* Passage given *

Help protect the Great Barrier Reef with TensorFlow on Kaggle Join Challenge

tf.compat.v1.train.MomentumOptimizer

Optimizer that implements the Momentum algorithm.

Inherits From: Optimizer

Migrate to TF2

tf.compat.v1.train.MomentumOptimizer is compatible with eager mode and tf.function. When eager execution is enabled, learning_rate,momentum, can each be a callable that takes no arguments and returns the actual value to use. This can be useful for changing these values across different invocations of optimizer functions.

To switch to native TF2 style, please directly use tf.keras.optimizers.SGD with the momentum argument.

Structural mapping to native TF2

Before:

optimizer = tf.compat.v1.train.MomentumOptimizer(
  learning_rate=learning_rate,
  momentum=momentum,
  use_nesterov=use_nesterov)

After:

optimizer = tf.keras.optimizers.SGD(
  learning_rate=learning_rate,
  momentum=momentum,
  nesterov=use_nesterov)

How to map arguments

TF1 Arg Name TF2 Arg Name Note
learning_rate learning_rate Be careful of setting learning_rate tensor value computed from the global step. In TF1 this was usually meant to imply a dynamic learning rate and would recompute in each step. In TF2 (eager + function) it will treat it as a scalar value that only gets computed once instead of a symbolic placeholder to be computed each time.
momentum momentum -
use_locking - Not applicable in TF2.
use_nesterov nesterov -

Before & after usage example

Before:

x = tf.Variable([1,2,3], dtype=tf.float32)
grad = tf.constant([0.1, 0.2, 0.3])
optimizer = tf.compat.v1.train.MomentumOptimizer(
  learning_rate=0.001,
  momentum=0.9,
  use_nesterov=False)
optimizer.apply_gradients(zip([grad], [x]))

After:

x = tf.Variable([1,2,3], dtype=tf.float32)
grad = tf.constant([0.1, 0.2, 0.3])
optimizer = tf.keras.optimizers.SGD(
  learning_rate=0.001,
  momentum=0.9,
  nesterov=False)
optimizer.apply_gradients(zip([grad], [x]))

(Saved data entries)
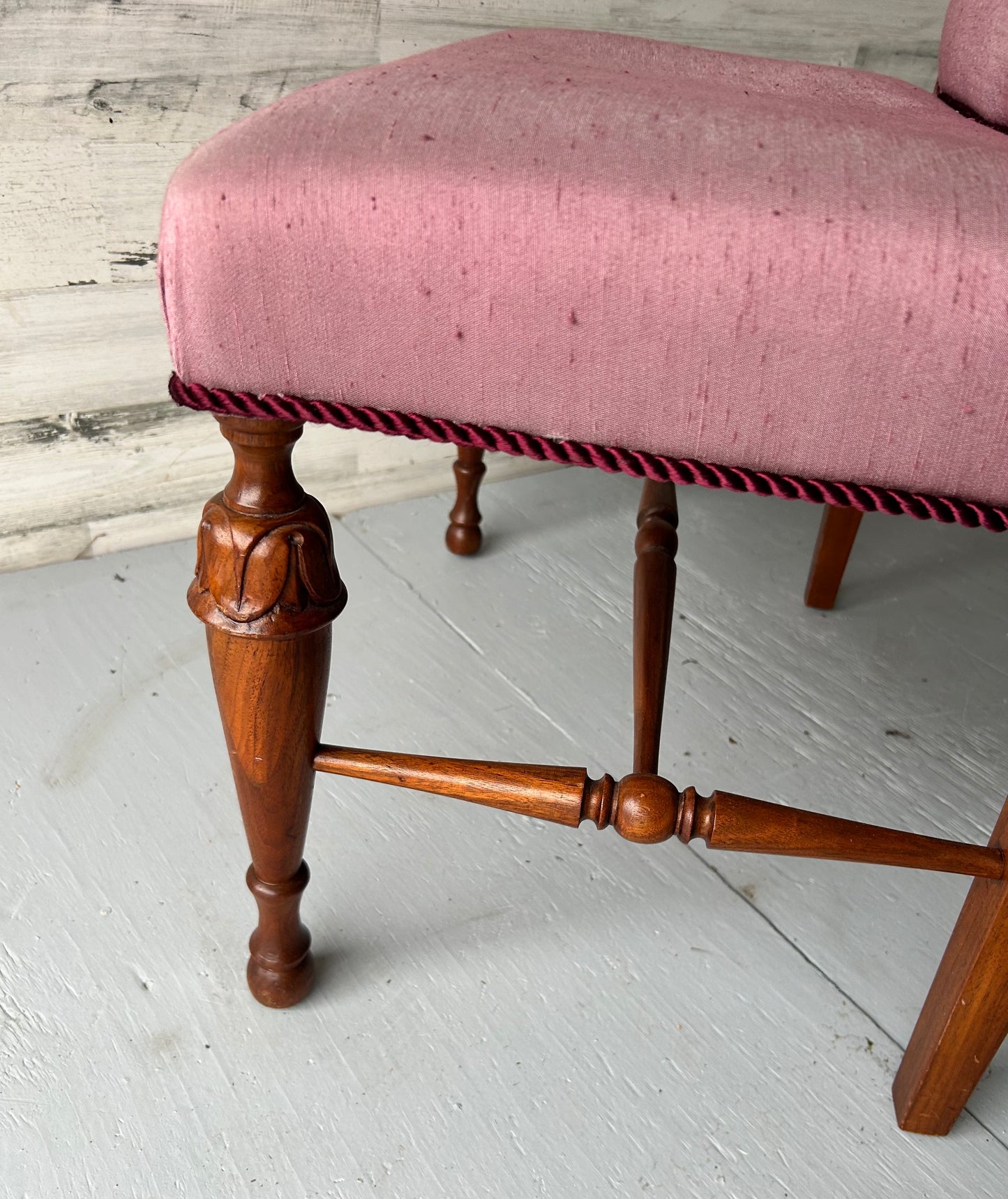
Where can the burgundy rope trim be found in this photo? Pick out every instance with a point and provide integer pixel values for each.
(585, 453)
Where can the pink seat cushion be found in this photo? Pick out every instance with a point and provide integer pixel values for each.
(974, 56)
(769, 265)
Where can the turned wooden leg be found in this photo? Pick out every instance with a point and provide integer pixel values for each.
(837, 533)
(654, 590)
(268, 589)
(464, 535)
(965, 1016)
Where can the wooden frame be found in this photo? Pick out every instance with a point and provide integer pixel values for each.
(268, 588)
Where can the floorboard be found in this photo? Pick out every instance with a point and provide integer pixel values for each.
(505, 1009)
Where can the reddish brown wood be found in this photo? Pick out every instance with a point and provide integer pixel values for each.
(463, 535)
(268, 589)
(647, 808)
(837, 531)
(965, 1016)
(654, 591)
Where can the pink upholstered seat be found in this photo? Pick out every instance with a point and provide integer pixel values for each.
(790, 269)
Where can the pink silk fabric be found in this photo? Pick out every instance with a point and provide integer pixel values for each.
(974, 56)
(769, 265)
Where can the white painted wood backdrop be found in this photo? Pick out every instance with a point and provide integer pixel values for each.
(98, 101)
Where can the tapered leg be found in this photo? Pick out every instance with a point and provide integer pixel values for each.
(837, 533)
(965, 1016)
(268, 589)
(654, 590)
(464, 535)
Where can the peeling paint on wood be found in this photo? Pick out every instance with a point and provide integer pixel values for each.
(98, 108)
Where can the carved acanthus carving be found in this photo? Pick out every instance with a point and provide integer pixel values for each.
(263, 571)
(266, 575)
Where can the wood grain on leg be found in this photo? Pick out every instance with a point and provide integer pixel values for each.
(268, 589)
(965, 1016)
(654, 590)
(837, 533)
(463, 535)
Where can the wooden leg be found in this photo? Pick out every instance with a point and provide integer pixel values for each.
(965, 1016)
(463, 535)
(654, 590)
(268, 589)
(837, 533)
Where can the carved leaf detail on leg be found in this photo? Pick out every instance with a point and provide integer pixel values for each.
(268, 575)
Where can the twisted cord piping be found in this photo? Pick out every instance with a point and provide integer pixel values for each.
(612, 460)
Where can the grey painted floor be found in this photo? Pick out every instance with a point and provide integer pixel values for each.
(505, 1009)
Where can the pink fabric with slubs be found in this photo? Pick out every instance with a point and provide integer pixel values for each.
(974, 56)
(769, 265)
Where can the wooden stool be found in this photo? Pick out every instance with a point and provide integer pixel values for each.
(603, 251)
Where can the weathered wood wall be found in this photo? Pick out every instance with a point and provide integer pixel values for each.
(101, 98)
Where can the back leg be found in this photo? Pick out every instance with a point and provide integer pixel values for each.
(463, 535)
(837, 533)
(965, 1016)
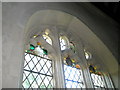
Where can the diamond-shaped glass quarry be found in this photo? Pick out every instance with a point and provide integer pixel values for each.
(37, 72)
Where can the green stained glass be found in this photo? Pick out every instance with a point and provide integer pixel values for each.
(32, 47)
(45, 51)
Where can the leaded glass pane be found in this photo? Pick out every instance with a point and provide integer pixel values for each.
(73, 77)
(37, 72)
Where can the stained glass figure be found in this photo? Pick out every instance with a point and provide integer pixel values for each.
(68, 61)
(72, 46)
(63, 43)
(73, 77)
(97, 79)
(45, 51)
(47, 39)
(32, 47)
(91, 68)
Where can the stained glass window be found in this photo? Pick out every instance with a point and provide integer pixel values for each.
(37, 72)
(47, 39)
(96, 77)
(72, 71)
(63, 43)
(73, 77)
(97, 81)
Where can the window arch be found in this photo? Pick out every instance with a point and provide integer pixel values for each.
(39, 70)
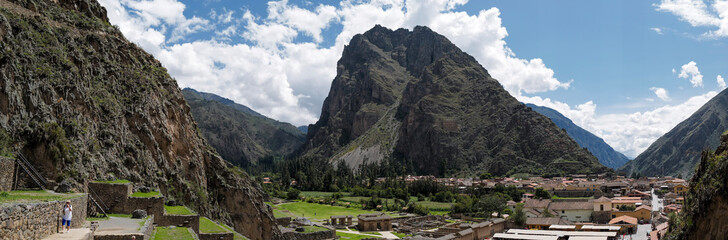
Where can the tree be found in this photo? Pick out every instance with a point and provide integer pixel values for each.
(489, 204)
(293, 194)
(518, 217)
(485, 175)
(542, 194)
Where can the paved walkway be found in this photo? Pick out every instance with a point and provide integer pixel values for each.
(117, 225)
(384, 234)
(74, 234)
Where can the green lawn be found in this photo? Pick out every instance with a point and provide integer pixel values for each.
(178, 210)
(349, 236)
(314, 229)
(178, 233)
(34, 196)
(436, 206)
(321, 194)
(208, 226)
(237, 236)
(119, 181)
(399, 235)
(149, 194)
(319, 211)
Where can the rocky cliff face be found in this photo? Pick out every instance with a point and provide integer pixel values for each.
(596, 145)
(413, 96)
(705, 214)
(678, 151)
(83, 103)
(241, 135)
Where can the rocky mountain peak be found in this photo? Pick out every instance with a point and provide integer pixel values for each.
(414, 96)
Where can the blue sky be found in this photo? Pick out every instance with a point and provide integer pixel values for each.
(627, 71)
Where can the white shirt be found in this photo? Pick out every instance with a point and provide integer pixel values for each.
(67, 212)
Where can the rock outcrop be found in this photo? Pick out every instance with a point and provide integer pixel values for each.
(678, 151)
(414, 97)
(83, 103)
(705, 214)
(239, 134)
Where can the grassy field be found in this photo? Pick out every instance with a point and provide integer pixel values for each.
(178, 233)
(321, 194)
(178, 210)
(208, 226)
(149, 194)
(349, 236)
(34, 196)
(313, 229)
(120, 181)
(318, 211)
(237, 236)
(436, 206)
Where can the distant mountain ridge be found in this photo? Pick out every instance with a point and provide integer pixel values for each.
(241, 135)
(678, 151)
(415, 98)
(596, 145)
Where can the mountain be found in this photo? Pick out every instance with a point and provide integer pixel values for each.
(678, 151)
(705, 214)
(241, 135)
(303, 129)
(596, 145)
(82, 103)
(414, 98)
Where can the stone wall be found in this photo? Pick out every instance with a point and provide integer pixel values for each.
(145, 233)
(113, 195)
(217, 236)
(36, 220)
(7, 167)
(330, 234)
(153, 206)
(188, 221)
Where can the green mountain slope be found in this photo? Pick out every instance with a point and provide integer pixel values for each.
(596, 145)
(414, 97)
(678, 151)
(705, 214)
(241, 135)
(82, 103)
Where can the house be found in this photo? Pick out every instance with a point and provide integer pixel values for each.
(637, 193)
(643, 213)
(602, 204)
(626, 201)
(671, 198)
(536, 204)
(629, 224)
(573, 211)
(541, 223)
(659, 231)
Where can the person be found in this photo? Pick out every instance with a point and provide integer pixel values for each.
(67, 215)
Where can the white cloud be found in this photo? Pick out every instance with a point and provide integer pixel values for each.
(699, 14)
(629, 133)
(690, 71)
(661, 93)
(289, 80)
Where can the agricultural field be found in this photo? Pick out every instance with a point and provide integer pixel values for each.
(315, 211)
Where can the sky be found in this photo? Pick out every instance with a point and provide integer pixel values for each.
(628, 71)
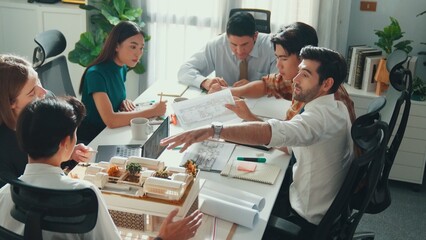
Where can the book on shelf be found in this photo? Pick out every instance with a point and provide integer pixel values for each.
(354, 61)
(348, 59)
(370, 67)
(359, 67)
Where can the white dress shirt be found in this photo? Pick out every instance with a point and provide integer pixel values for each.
(217, 56)
(321, 141)
(48, 176)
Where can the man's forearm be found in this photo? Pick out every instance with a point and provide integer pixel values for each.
(253, 133)
(255, 89)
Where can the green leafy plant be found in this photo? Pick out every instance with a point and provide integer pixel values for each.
(133, 168)
(389, 35)
(108, 14)
(419, 89)
(424, 43)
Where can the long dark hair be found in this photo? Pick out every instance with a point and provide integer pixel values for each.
(44, 123)
(118, 34)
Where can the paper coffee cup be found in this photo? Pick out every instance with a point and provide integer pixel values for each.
(140, 128)
(180, 99)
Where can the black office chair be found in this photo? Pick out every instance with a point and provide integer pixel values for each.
(398, 98)
(54, 75)
(344, 214)
(63, 211)
(261, 17)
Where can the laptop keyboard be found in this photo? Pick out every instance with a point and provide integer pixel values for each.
(127, 152)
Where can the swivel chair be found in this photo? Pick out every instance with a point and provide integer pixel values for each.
(54, 75)
(63, 211)
(398, 98)
(261, 17)
(342, 218)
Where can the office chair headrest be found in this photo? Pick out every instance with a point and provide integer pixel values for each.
(50, 43)
(396, 71)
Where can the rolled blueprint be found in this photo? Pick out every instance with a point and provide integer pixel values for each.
(229, 211)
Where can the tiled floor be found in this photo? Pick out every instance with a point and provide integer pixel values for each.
(405, 219)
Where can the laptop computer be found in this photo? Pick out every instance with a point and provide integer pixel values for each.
(150, 149)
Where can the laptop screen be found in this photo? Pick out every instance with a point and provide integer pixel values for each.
(152, 147)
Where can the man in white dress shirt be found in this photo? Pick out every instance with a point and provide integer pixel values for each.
(319, 136)
(223, 55)
(46, 130)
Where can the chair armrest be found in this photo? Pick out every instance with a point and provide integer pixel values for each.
(284, 226)
(363, 236)
(7, 234)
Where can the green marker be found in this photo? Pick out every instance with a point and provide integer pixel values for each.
(251, 159)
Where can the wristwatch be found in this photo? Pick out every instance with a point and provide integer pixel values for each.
(217, 128)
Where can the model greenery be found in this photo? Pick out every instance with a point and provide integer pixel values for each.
(109, 13)
(133, 168)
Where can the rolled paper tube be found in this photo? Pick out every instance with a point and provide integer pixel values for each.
(228, 211)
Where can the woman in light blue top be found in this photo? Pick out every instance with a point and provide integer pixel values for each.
(102, 84)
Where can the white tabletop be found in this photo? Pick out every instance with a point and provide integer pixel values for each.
(173, 157)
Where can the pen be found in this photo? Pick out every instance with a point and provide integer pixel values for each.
(252, 159)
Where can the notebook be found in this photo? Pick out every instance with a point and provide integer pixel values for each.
(150, 149)
(264, 173)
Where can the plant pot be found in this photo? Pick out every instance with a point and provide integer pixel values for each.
(381, 77)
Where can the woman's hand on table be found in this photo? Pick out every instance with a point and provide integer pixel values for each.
(159, 109)
(181, 229)
(187, 138)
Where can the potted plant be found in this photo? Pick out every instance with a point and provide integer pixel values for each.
(419, 86)
(387, 37)
(108, 14)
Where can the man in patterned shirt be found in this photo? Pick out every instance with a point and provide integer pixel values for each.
(287, 46)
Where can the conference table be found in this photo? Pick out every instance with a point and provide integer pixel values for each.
(264, 107)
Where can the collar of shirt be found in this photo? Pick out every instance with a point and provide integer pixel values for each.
(326, 99)
(42, 169)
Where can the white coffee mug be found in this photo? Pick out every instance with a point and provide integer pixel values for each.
(140, 128)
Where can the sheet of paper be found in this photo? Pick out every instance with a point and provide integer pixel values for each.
(204, 110)
(209, 155)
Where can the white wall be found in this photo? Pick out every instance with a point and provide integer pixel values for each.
(362, 24)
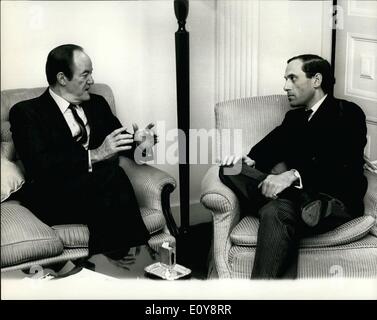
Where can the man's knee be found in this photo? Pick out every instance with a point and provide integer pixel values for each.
(279, 209)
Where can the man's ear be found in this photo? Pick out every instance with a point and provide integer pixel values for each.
(317, 80)
(61, 79)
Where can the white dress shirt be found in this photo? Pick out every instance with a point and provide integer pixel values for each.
(71, 122)
(315, 107)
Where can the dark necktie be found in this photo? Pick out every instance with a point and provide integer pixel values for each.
(83, 136)
(307, 114)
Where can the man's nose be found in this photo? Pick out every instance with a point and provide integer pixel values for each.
(90, 79)
(287, 86)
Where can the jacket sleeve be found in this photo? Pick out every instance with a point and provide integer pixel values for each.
(110, 123)
(40, 156)
(270, 150)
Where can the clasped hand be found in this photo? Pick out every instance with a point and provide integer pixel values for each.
(272, 185)
(276, 183)
(115, 142)
(119, 140)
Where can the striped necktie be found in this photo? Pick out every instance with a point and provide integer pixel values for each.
(83, 136)
(307, 114)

* Problems and tasks *
(a) According to the MomentumOptimizer documentation, which TF1 argument is not applicable in TF2?
(b) Carry on the MomentumOptimizer documentation from the point after its last code example.
The records have no role in any of this.

* Answers to the problems *
(a) use_locking

(b)
Description

Computes (if use_nesterov = False):

accumulation = momentum * accumulation + gradient
variable -= learning_rate * accumulation

Note that in the dense version of this algorithm, accumulation is updated and applied regardless of a gradient's value, whereas the sparse version (when the gradient is an IndexedSlices, typically because of tf.gather or an embedding) only updates variable slices and corresponding accumulation terms when that part of the variable was used in the forward pass.

learning_rate A Tensor or a floating point value. The learning rate.
momentum A Tensor or a floating point value. The momentum.
use_locking If True use locks for update operations.
name Optional name prefix for the operations created when applying gradients. Defaults to "Momentum".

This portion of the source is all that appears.